*Directions for this task:* In the article on "Something I Wanna Give You," copy out verbatim everything from "- Label: Shining" down to "Sunshine at Midnight.".

*Excerpt:*
Single by Sunshine Anderson

from the album Sunshine At Midnight
- Released: December 5, 2006
- Recorded: 2006
- Genre: R&B
- Length: 3:46 (album version)
- Label: Shining Star, Music World Entertainment
- Songwriter(s): Sunshine Anderson

Sunshine Anderson singles chronology
| "'Lunch or Dinner'" (2001) | "Something I Wanna Give You" (2006) | "'Force of Nature'" (2007) |

= Something I Wanna Give You =

Something I Wanna Give You is a song by Sunshine Anderson. The song was used as the lead single of her second album, Sunshine at Midnight.

==Background==
The song was written by Sunshine Anderson and released on December 5, 2006. This song was the first single from Sunshine Anderson in five years as well as her first single on Music World Entertainment and her own record label Shining Star. Leading a 12-track disc, the midtempo single charted at #80 on Hot R&B charts. The song uses horns and drums as the main instruments of the song.

==Music video==
The music video starts with a man in Anderson's house, who later begins to sit on her couch. He later puts in a videotape containing a message by Sunshine Anderson. On the tape, is the music video by Sunshine Anderson telling her man that he had made, he couldn't due what takes to her, and giving him the message through no hesitation. The video was shot August 2006 in Los Angeles and was directed by Gil Green.

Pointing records
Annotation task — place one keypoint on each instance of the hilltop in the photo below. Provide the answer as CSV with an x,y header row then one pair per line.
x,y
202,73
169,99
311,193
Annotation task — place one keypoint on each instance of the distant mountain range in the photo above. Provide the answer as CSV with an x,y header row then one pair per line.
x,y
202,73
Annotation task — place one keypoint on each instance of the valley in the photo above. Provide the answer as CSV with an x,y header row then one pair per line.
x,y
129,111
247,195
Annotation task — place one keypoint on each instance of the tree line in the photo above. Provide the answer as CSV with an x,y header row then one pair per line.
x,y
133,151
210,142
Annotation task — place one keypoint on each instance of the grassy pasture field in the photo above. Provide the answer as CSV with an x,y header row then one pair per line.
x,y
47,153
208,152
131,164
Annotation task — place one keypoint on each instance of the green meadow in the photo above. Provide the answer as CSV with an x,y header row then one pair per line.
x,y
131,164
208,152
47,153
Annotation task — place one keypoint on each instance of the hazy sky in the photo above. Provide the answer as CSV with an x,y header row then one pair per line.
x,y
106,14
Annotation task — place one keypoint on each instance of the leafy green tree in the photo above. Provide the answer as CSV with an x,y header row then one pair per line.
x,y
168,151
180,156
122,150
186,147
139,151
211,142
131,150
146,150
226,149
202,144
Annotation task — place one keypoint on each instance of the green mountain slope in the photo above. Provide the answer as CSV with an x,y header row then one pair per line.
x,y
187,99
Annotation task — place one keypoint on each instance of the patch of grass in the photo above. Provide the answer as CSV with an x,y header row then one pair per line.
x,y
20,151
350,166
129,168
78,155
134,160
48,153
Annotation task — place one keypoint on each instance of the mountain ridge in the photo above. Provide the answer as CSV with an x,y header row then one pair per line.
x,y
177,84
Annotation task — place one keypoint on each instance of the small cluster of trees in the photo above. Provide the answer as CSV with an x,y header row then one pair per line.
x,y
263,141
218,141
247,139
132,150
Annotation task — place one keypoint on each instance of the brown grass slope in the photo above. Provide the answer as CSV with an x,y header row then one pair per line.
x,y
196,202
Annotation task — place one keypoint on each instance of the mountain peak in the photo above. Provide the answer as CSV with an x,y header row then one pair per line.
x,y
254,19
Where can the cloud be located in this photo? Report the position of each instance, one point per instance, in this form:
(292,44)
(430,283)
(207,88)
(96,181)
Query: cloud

==

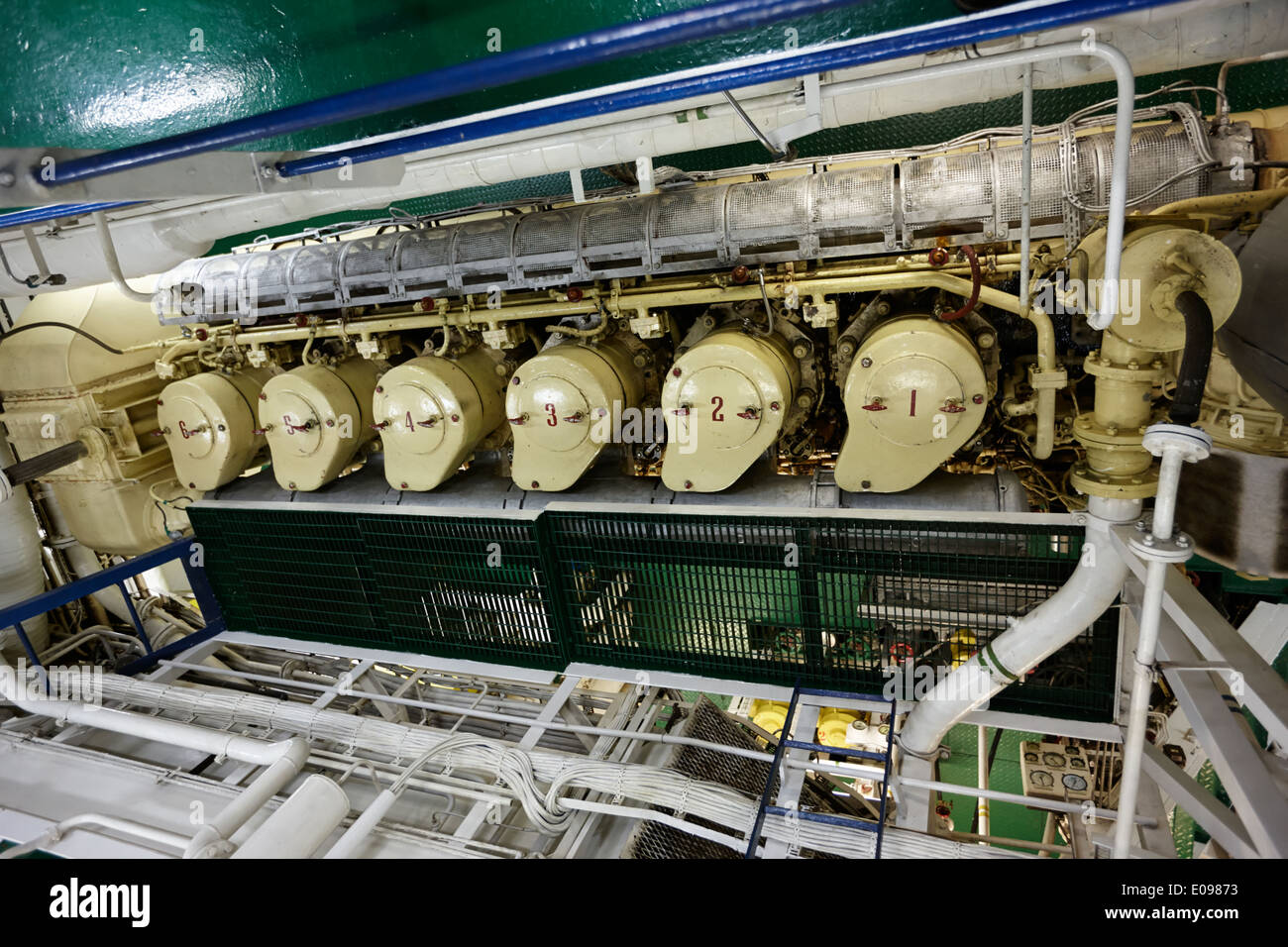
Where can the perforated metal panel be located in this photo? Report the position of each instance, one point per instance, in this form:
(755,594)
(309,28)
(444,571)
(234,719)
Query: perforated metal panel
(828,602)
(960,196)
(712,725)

*Result:*
- Label: Shining Star, Music World Entertainment
- Songwriter(s): Sunshine Anderson

Sunshine Anderson singles chronology
| "'Lunch or Dinner'" (2001) | "Something I Wanna Give You" (2006) | "'Force of Nature'" (2007) |

= Something I Wanna Give You =

Something I Wanna Give You is a song by Sunshine Anderson. The song was used as the lead single of her second album, Sunshine at Midnight.